**Items from a dataset**

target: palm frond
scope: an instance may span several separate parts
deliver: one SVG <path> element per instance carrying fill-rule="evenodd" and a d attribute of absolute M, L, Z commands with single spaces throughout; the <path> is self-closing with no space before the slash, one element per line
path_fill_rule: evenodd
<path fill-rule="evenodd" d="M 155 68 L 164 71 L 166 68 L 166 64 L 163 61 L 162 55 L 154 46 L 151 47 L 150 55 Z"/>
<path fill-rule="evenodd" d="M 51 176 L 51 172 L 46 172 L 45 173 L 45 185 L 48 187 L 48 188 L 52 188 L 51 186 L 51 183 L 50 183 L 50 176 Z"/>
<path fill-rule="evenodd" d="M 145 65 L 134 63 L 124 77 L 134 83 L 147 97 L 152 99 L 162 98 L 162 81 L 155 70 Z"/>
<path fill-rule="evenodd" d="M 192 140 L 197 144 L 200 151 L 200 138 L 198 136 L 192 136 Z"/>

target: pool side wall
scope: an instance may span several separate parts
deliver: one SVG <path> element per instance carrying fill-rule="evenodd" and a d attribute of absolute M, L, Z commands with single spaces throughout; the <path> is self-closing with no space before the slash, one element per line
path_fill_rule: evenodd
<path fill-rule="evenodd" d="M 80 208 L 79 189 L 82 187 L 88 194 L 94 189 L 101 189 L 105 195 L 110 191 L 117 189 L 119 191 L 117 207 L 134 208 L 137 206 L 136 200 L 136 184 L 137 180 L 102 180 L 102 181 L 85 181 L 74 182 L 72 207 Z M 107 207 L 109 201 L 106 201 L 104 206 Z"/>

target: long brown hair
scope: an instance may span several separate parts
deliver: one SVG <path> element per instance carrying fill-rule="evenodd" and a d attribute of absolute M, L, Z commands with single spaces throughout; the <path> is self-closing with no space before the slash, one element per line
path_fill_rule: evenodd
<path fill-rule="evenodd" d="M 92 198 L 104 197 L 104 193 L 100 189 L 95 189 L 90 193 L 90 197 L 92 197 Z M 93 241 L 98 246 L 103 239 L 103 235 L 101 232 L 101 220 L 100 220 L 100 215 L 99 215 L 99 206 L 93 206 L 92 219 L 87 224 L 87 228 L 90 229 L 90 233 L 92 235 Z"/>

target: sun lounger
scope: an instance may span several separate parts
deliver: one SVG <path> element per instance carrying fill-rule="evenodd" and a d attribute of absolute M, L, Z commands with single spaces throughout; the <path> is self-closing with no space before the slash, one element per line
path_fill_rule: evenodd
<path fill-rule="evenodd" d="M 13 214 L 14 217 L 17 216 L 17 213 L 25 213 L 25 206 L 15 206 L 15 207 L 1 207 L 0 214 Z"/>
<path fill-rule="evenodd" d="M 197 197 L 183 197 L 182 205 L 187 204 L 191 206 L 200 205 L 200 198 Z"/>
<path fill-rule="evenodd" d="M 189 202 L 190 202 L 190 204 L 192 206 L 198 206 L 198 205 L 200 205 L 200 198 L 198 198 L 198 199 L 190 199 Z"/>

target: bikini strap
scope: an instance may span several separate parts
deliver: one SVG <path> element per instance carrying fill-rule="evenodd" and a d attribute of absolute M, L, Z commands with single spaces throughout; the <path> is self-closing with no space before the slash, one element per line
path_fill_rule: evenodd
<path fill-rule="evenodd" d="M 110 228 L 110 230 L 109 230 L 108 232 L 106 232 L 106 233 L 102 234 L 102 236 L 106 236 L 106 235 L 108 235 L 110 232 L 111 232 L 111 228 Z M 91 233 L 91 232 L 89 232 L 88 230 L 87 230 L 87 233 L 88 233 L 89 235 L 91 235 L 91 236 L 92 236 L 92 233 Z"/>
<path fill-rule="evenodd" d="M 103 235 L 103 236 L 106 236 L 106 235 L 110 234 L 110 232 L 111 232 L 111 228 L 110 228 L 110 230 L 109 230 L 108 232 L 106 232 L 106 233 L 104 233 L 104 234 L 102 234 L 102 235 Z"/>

--

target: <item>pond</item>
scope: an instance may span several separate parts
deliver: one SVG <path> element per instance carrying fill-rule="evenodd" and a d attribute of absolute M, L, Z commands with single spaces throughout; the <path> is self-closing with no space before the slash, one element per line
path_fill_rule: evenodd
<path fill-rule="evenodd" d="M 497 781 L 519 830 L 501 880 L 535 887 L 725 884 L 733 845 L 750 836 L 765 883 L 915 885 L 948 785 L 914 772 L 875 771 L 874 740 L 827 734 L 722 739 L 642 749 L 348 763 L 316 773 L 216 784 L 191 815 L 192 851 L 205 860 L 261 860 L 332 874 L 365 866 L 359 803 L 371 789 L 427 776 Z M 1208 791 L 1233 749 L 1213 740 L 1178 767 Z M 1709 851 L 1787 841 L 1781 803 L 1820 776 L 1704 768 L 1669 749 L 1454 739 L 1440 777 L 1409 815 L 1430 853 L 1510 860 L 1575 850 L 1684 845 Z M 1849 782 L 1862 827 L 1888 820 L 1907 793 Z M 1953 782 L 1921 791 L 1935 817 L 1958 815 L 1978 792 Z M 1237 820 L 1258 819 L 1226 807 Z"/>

**TASK DETAILS**
Extract each line from the entries above that contains the string "target".

**WRITTEN SOLUTION**
target: palm frond
target: pool side wall
target: long brown hair
target: sun lounger
target: bikini strap
target: <item>pond</item>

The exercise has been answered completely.